EXCERPT:
################

Transport Board of Burundi'
- Trade name: OTRABU
- Native name: Office des Transports du Burundi
- Defunct: 1991
- Successor: OTRACO
- Owner: Government of Burundi

= Transport Board of Burundi =

The Transport Board of Burundi (Office des Transports du Burundi), or OTRABU, was a state-owned company that ran trucks and buses in Burundi. It was created in the 1970s, its debts were written off in 1979 and again in 1984, and it was finally liquidated in 1991.

==Road transport company==

Due to disputes within and between countries in the Great Lakes region in the 1980s, landlocked countries such as Burundi tried to establish new routes to the ports of Mombasa, Kenya, and Dar es Salaam, Tanzania, that would be secure and economical.
The Organization Transportes Regionaux Au Burundi (OTRABU) was founded to achieve transit security.
The Ministry of Transport, Posts and Telecommunications owned OTRABU, which had a monopoly on road transport along the Northern Corridor.

OTRABU periodically contracted with the Office National de la Tourbe (ONATOUR) to transport peat from its bog sites to Bujumbura.
In 1979 the government of Burundi assumed service of OTRABU's debt due to its financial difficulties.

The 1804 km Northern Corridor route from Mombasa to Bujumbura, Burundi, is entirely graded and asphalted.
OTRABU obtained sophisticated Mercedes trucks to operate this route, helped by German technical cooperation.
It had priority on this route from March 1981, but after three years the fleet had deteriorated greatly due to many accidents.
OTRABU's share of the traffic fell to 21% of the total, and it had to cede the route to foreign private importers.

OTRABU was wound up before August 1984. (Note: The collapse of OTRABU in 1984 appears to have been a technical liquidation in which its debts to the government were written off. A draft Japanese agreement to build a bus depot for OTRABU was prepared later in 1984. The successor company was providing trucking services in 1988.)
After its collapse, transport services in the Northern and Central Corridors were provided by private road hauliers, mostly registered in Burundi.

==Bus company==

The Office des Transports du Burundi (OTRABU) was created in 1985.
It operated 45 buses.
In Bujumbura city it had 12 Mercedes-Benz buses and 21 Isuzu buses.
For intercity transport it had 10 Mercedes-Benz buses, 2 Toyota buses and one Isuzu bus.
In 1985 Japan donated 35 Isuzu buses.

################

INFORMATION PROVIDED:
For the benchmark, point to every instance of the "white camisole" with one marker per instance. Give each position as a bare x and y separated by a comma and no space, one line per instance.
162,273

################

WORK TO COMPLETE:
1) In the article on the Transport Board of Burundi, how long is the Northern Corridor route from Mombasa to Bujumbura?
2) Extend the article on the Transport Board of Burundi, picking up right after its final sentence.

EXPECTED ANSWERS:
1) It is 1804 km long.

2)
In October 1984 a team from the Japan International Cooperation Agency met with the Burundi government representatives to discuss a project for building bus maintenance facilities for OTRABU in the New Industrial Zone of Bujumbura.
It would include an administration building, 4-bay lubrication / control station, petrol station with storage for 40000 l, car washing station, workshop / storage complex, lavatory and parking for 100 working buses and for buses needing repair.

A May 1988 report from the International Development Association on a proposed development credit of SDR 64.9 million to the Republic of Burundi found that OTRABU had the potential to become profitable through a rehabilitation program based on partial privatization and elimination of all government subsidies, combined with improvements to internal management, fleet composition and a now focus on profitable activities and customers.

Later in 1988 the government's Service in Charge of Public Enterprises helped prepare a rehabilitation program for OTRABU and other public companies (CADEBU, OTRACO, ONAPHA and Verundi) to form the basis for performance contracts between the government and the companies.
Most prices had been deregulated and the state-owned companies were expected to compete with private companies.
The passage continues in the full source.